Start of Source data
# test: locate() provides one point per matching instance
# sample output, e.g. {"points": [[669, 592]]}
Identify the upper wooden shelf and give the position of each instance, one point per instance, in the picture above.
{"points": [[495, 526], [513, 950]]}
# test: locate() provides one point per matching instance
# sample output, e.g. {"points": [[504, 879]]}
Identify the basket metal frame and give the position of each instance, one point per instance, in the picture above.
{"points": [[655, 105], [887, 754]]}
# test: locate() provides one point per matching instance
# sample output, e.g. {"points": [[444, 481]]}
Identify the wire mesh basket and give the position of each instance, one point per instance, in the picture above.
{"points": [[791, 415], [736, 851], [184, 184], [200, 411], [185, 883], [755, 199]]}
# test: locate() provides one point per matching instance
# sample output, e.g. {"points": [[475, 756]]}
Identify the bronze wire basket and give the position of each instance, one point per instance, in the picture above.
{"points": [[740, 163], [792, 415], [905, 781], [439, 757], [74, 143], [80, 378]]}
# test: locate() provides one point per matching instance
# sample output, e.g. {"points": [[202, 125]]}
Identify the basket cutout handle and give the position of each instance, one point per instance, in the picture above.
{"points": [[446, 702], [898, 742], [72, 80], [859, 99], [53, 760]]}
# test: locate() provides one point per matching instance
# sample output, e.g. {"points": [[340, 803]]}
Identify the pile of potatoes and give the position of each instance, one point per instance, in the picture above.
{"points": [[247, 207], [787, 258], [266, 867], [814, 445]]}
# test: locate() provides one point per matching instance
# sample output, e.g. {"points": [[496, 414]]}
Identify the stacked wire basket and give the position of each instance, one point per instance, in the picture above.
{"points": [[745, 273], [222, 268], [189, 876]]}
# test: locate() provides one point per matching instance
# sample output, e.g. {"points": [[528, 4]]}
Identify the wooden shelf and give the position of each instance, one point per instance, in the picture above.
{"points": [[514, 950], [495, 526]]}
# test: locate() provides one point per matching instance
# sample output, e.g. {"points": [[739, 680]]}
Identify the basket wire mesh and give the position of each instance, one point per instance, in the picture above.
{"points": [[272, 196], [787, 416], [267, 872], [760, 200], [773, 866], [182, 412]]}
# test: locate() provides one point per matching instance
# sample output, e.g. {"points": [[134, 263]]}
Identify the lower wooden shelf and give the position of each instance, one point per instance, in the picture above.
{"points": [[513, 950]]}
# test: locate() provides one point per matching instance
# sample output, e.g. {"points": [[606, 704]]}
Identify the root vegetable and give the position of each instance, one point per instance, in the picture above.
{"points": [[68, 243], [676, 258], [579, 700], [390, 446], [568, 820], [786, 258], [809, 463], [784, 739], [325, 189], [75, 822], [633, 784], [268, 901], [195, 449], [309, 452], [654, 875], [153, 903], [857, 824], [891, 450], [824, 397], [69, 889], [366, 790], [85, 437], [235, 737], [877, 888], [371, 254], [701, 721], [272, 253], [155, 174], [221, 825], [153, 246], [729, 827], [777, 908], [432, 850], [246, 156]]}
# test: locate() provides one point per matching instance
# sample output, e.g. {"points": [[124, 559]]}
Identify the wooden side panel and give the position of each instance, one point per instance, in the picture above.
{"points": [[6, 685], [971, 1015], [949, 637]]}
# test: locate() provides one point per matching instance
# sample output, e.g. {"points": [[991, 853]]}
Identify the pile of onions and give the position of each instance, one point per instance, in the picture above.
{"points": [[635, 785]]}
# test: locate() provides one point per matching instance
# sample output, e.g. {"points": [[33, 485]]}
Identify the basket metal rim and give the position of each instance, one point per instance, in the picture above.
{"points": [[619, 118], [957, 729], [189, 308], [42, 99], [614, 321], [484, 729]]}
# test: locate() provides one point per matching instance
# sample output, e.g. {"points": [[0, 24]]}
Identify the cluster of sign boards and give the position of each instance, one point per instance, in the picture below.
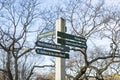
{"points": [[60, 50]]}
End of Source data
Where an entry contains an image, drop the image and copy everything else word for word.

## [Exercise response]
# test: locate() provides one point per matching instance
# sample output, e.g. {"points": [[669, 592]]}
Identify the upper wooden shelf and give the position of each instance, one point per instance, in the picture above.
{"points": [[495, 526], [513, 950]]}
# test: locate() provides one point per matching instance
# sample output, e.g. {"points": [[504, 879]]}
Identify the basket metal frame and give the position of each instance, one point per instance, in the picture above.
{"points": [[655, 105], [887, 754]]}
# test: locate() provides one point per matching instance
# sample output, e.g. {"points": [[444, 481]]}
Identify the wire mesh basket and give the position of each instance, one point per instance, in the picture above.
{"points": [[791, 415], [736, 851], [184, 184], [200, 411], [185, 883], [755, 199]]}
# test: locate() provides one point per matching instance
# sample output, e.g. {"points": [[475, 756]]}
Identify the bronze wire basket and give the position of each instance, one point per instance, in the picture above.
{"points": [[740, 163], [792, 415], [905, 781], [439, 757], [74, 143], [80, 378]]}
# test: locate() provides one point per matching instance
# sample output, e.g. {"points": [[202, 125]]}
Identify the basket cutout handle and give the position of each instance, one point per instance, in the picture above.
{"points": [[446, 702], [898, 742], [72, 80], [859, 99], [53, 760]]}
# test: locate() provides one point per matching instance
# sample output, e.g. {"points": [[340, 803]]}
Identify the pile of potatoes and give the position of each instance, one point per instance, in the picture above.
{"points": [[247, 207], [787, 258], [266, 867], [814, 445]]}
# test: locate() provides one point per matching instance
# sample output, e.g. {"points": [[496, 414]]}
Identify the stacked wire basket and give the position of each instance, one point per instance, in the picture above.
{"points": [[745, 273], [222, 268], [189, 876]]}
# test: locate() provides one point per matching instance
# sample output, e.g. {"points": [[528, 4]]}
Identify the wooden shelf and give the position of each instance, one point per instance, in the picture above.
{"points": [[514, 950], [495, 526]]}
# test: locate() provides one point per matching instance
# sample output, e.g. {"points": [[739, 680]]}
Identify the basket wire mesh and give the position of each instance, one point per instance, in the picture above.
{"points": [[272, 196], [787, 416], [267, 872], [760, 200], [773, 866], [182, 412]]}
# test: locate() provides one point per matching instance
# sample output, e.g. {"points": [[134, 263]]}
Identify the lower wooden shelf and give the position of each instance, one point per instance, in the picture above.
{"points": [[513, 950]]}
# test: locate() provides one point per matching instance
# sample output, e.g. {"points": [[606, 704]]}
Identify the root vegetable and give the position of each instance, one point per instance, in the picture above.
{"points": [[68, 243], [676, 258], [579, 700], [390, 446], [568, 820], [786, 258], [809, 463], [784, 739], [325, 189], [75, 822], [633, 784], [268, 901], [195, 449], [309, 452], [654, 875], [153, 903], [857, 824], [891, 450], [824, 397], [69, 889], [366, 790], [85, 437], [235, 737], [877, 888], [371, 254], [701, 721], [272, 253], [155, 174], [221, 825], [153, 246], [729, 827], [777, 908], [432, 850], [246, 156]]}
# test: locate() provides one point per matching instance
# sample output, e.g. {"points": [[124, 559]]}
Identify the wooden side panel and give the position of each instance, one point per instance, in the picture above.
{"points": [[6, 685], [971, 1015], [949, 637]]}
# test: locate() provides one point per matching instance
# sample output, e.g. {"points": [[991, 853]]}
Identify the pile of onions and give the position of each instance, one point per instance, in the picture above.
{"points": [[635, 785]]}
# test: locate() provides one point per matching instance
# sample output, e.g. {"points": [[33, 485]]}
Identify the basket metal rim and give the position of each instance, one point per instance, in the picture above.
{"points": [[619, 118], [957, 729], [189, 308], [42, 99], [614, 321], [484, 729]]}
# test: locate() provides one point per matching instance
# sample output, e.g. {"points": [[0, 24]]}
Identify the cluster of sign boards and give the position of each instance, one point per instance, in the picture below.
{"points": [[60, 50]]}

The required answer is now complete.